- [Verilen metin]:
===============
Hz. Mûsâ’nın önderliğinde/rehberliğinde Firavun’un zulmünde kurtulup kendilerine vaad edilen topraklara doğru yola çıkan İsrâiloğulları’nın bu yolculukları sırasında başlarından geçen ve merkezinde Sâmiri’nin bulunduğu bir olay vardır. Kur’ân bu ibret verici olayın detaylarını Tâhâ/80-98. âyetleri arasında anlatmakta ve sonradan bu âyetleri indirdiği Hz. Peygamber’e şunu söylemektedir: “İşte sana geçmişte olup bitenlerin mahiyetinden de böyle (bir üslup içinde) bahsediyoruz; çünkü katımızdan hatırlatıcı bir öğreti bahşettik sana.”[1] Âyetin başında yer alan Arapça “kezâlike” yâni “böyle/böylece” zarfı hem Kur’ân’ın geçmiş olayları –bunlar ister tarihî olaylar olsun, ister menkıbevî ya da temsîlî olaylar olsun– ele almasındaki amaca, hem de ele alış tarzına dikkat çekmek için kullanılmıştır. Kur’ân’daki her kıssanın ya da olaylara ilişkin her anlatımın altında yatan amaç, değişmez biçimde hep belli birtakım temel gerçeklerin yansıtılması ve onlara dikkat çekilmesi içindir. Bu da bize gösteriyor ki; Hz. Mûsâ’nın kısa bir süre yokluğunda ve kölelikten kurtuluşlarının hemen ilk başlarında Sâmiri ile İsrâiloğulları arasında yaşanan bu olaydan vahyin son temsilcisi olan Müslümanların “âyetlerin bükülmesi” adına almaları gereken çok önemli dersler bulunmaktadır.
===============
- [Verilen satırlar]:
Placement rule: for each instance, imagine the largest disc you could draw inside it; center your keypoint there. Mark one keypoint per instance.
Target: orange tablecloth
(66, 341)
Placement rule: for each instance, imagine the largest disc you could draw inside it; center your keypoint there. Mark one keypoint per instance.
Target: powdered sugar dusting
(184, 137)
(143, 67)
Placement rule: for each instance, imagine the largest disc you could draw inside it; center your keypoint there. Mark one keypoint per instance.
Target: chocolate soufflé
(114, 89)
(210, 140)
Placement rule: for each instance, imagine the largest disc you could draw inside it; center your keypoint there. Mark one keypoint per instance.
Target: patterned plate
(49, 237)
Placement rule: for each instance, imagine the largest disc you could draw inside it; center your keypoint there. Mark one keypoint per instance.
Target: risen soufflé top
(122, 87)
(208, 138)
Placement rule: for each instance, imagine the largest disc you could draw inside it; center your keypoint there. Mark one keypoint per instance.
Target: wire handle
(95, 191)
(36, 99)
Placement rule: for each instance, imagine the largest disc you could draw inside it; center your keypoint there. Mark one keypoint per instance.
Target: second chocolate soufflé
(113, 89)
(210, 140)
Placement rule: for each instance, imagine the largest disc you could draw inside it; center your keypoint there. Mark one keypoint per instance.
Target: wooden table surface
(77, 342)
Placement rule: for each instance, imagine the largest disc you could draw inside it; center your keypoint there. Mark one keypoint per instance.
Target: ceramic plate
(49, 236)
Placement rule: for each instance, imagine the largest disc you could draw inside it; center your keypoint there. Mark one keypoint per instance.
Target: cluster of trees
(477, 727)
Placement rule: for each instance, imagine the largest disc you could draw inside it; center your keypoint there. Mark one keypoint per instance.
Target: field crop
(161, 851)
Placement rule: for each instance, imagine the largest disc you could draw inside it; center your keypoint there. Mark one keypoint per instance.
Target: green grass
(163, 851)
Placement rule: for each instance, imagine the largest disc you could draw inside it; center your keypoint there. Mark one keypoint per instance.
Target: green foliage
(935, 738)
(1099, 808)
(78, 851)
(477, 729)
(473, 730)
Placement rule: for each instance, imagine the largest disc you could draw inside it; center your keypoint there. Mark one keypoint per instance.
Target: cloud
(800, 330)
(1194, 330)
===============
- [Görev 1]: Satırlar arasında "chocolate" sözcüğünü içeren her satırı belirleyip kopyalayın. Büyük ve küçük harf ayrımını gözetin.
- [Görev 2]: Sâmiri olayını ele alan metni, bıraktığı noktadan itibaren devam ettirin.

- [Çıktı 1]:
Target: chocolate soufflé
Target: second chocolate soufflé

- [Çıktı 2]:
Olayın başlangıcı Tâhâ/83. âyette de belirtildiği gibi Hz. Mûsâ’nın vahiy almak için davet edilip Sina Dağı’na çıktığı günlerde gelişmiştir. Bir başka âyette bu süreç şöyle anlatılır: “Ve [Sonra] Mûsâ için [Sina Dağı’nda] otuz gecelik bir süre belirledik; ve buna bir on gece daha ekledik, ki böylece Rabbinin belirlediği süre kırk geceye tamamlandı.[2] Ve Musa kardeşi Harun’a şöyle dedi: Halkımın arasında benim yerimi al; dürüst (ve erdemli) davran; bozguncuların yolunu tutma.”[3] Âyetin sonunda Hz. Mûsâ’nın uyarılarına bakılırsa sanki kendisinden sonra kavminde olması mümkün bir olayı önceden hissetmiş gibidir. Gerçekten de Hz. Mûsâ’ya Tûr Dağı’ndaki son günlerinde bu üzücü olay Tâhâ/85. âyette şöyle haber verilir: “[Allah:] ‘Öyleyse bil ki’ dedi, ‘senin yokluğunda Biz kavmini sınadık; ve Sâmirî onları yoldan çıkardı.”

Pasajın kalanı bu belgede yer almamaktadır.